- [WHAT THE TASK ASKS]
Rewrite these lines with every "outline" changed to "contour", keeping everything else the same, and leave the pictures out of your copy.

- [TASK INPUTS]
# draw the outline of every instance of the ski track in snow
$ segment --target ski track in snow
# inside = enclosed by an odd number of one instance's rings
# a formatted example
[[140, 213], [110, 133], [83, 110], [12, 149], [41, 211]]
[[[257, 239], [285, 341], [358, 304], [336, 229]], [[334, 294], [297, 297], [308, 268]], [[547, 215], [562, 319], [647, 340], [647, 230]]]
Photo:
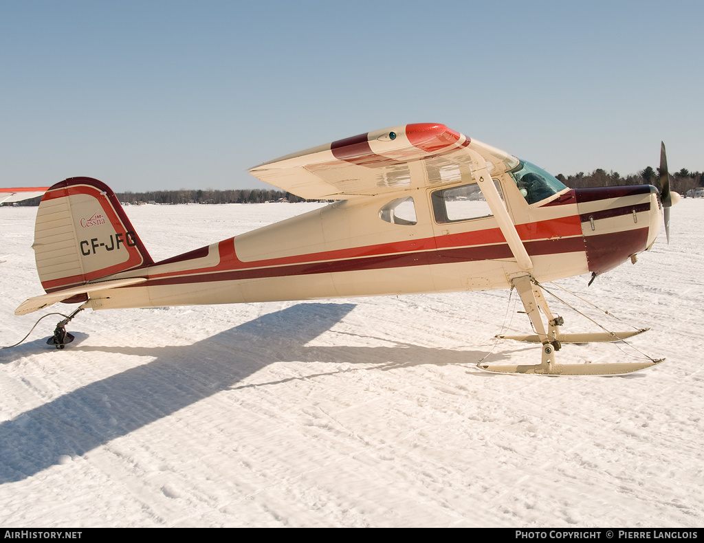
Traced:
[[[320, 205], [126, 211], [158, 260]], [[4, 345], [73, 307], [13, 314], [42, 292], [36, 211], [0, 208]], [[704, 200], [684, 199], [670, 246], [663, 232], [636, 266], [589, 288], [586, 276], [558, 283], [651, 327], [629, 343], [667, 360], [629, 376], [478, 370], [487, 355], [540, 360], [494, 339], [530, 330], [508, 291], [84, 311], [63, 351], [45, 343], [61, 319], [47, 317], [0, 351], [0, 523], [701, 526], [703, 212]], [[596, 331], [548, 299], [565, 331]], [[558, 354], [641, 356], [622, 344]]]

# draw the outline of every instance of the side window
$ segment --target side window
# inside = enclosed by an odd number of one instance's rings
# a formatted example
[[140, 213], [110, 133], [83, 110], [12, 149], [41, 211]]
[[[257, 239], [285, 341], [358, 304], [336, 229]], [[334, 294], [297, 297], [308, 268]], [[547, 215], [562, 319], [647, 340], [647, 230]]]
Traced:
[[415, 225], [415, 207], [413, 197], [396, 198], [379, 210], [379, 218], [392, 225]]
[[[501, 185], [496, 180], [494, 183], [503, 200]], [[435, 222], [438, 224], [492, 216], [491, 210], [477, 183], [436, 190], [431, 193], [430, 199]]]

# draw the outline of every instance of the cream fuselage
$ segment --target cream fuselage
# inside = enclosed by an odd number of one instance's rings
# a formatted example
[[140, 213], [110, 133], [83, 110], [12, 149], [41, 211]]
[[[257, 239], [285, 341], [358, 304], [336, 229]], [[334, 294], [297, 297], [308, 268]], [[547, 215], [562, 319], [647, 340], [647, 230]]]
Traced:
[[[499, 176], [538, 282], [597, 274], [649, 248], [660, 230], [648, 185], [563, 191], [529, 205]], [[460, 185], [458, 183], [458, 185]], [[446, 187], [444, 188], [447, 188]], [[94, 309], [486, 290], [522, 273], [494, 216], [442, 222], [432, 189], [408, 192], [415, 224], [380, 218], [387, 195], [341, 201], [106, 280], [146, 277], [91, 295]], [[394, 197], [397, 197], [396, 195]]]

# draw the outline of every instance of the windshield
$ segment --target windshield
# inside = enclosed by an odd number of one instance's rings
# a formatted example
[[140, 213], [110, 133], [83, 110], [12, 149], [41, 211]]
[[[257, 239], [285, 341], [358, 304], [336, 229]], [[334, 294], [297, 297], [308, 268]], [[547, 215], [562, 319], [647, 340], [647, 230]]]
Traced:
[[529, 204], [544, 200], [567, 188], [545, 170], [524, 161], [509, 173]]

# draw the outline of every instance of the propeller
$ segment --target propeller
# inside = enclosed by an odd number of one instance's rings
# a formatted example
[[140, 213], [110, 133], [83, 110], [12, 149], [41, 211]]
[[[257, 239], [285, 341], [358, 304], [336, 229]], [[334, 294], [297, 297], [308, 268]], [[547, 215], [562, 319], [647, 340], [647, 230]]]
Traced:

- [RESPONSE BELOW]
# draw the contour of every instance of the ski track in snow
$ segment --target ski track in snow
# inside = enclosed by an odd number of one instance's rings
# a formatted example
[[140, 213], [110, 133], [83, 110], [12, 149], [41, 211]]
[[[257, 239], [285, 341], [358, 304], [336, 229]], [[334, 294], [297, 297], [308, 268]], [[547, 215], [562, 319], [647, 340], [647, 230]]]
Photo:
Traced:
[[[320, 205], [126, 211], [158, 260]], [[4, 345], [73, 307], [13, 314], [42, 292], [36, 211], [0, 208]], [[704, 200], [684, 199], [670, 246], [663, 232], [636, 266], [589, 288], [586, 276], [558, 283], [651, 327], [629, 343], [667, 360], [629, 376], [478, 370], [487, 355], [540, 360], [494, 339], [530, 330], [508, 291], [84, 311], [63, 351], [45, 343], [61, 319], [47, 317], [0, 351], [0, 523], [701, 526], [703, 212]], [[596, 331], [548, 299], [565, 331]], [[558, 354], [641, 356], [622, 344]]]

# draw the contour of every instance of the side window
$ segment --target side window
# inside = enclosed by an odd number of one instance's rings
# a formatted example
[[140, 213], [110, 133], [83, 110], [12, 149], [41, 211]]
[[[257, 239], [285, 341], [358, 304], [336, 229]], [[334, 294], [297, 297], [308, 268]], [[547, 215], [562, 319], [647, 340], [647, 230]]]
Traced:
[[415, 225], [415, 207], [413, 197], [396, 198], [379, 210], [379, 218], [392, 225]]
[[[501, 185], [496, 180], [494, 183], [503, 200]], [[435, 222], [438, 224], [492, 216], [491, 210], [477, 183], [436, 190], [431, 193], [430, 199]]]

# draw the contour of every instance of the cream fuselage
$ segment --target cream fuselage
# inside = enclosed by an odd number of one instance's rings
# a formatted example
[[140, 213], [110, 133], [83, 110], [12, 149], [41, 211]]
[[[257, 239], [285, 341], [358, 304], [336, 229]], [[334, 294], [297, 297], [308, 268]], [[547, 215], [562, 319], [647, 340], [647, 230]]]
Traced:
[[[499, 176], [538, 282], [597, 274], [649, 248], [660, 230], [648, 185], [563, 191], [529, 205]], [[460, 185], [458, 183], [458, 185]], [[446, 187], [444, 188], [447, 188]], [[94, 309], [486, 290], [522, 273], [494, 216], [442, 222], [432, 189], [408, 192], [415, 224], [380, 218], [387, 195], [341, 201], [106, 280], [146, 277], [91, 295]], [[394, 197], [397, 197], [396, 195]]]

# draw the contour of every instance of the windshield
$ segment --target windshield
# inside = enclosed by an odd number of one instance's rings
# a formatted example
[[140, 213], [110, 133], [83, 110], [12, 149], [41, 211]]
[[[257, 239], [285, 341], [358, 304], [336, 229]], [[334, 294], [297, 297], [308, 268]], [[547, 215], [562, 319], [647, 340], [647, 230]]]
Traced:
[[529, 204], [544, 200], [567, 188], [545, 170], [524, 161], [509, 173]]

# draw the contour of every instance of the propeller
$ segment --target propeller
# inside = enclosed by an odd number of one instance's rings
# a formatted example
[[140, 213], [110, 133], [83, 110], [12, 149], [41, 211]]
[[[257, 239], [285, 341], [358, 304], [336, 229]], [[334, 294], [297, 297], [308, 268]], [[547, 215], [562, 319], [647, 340], [647, 230]]]
Traced:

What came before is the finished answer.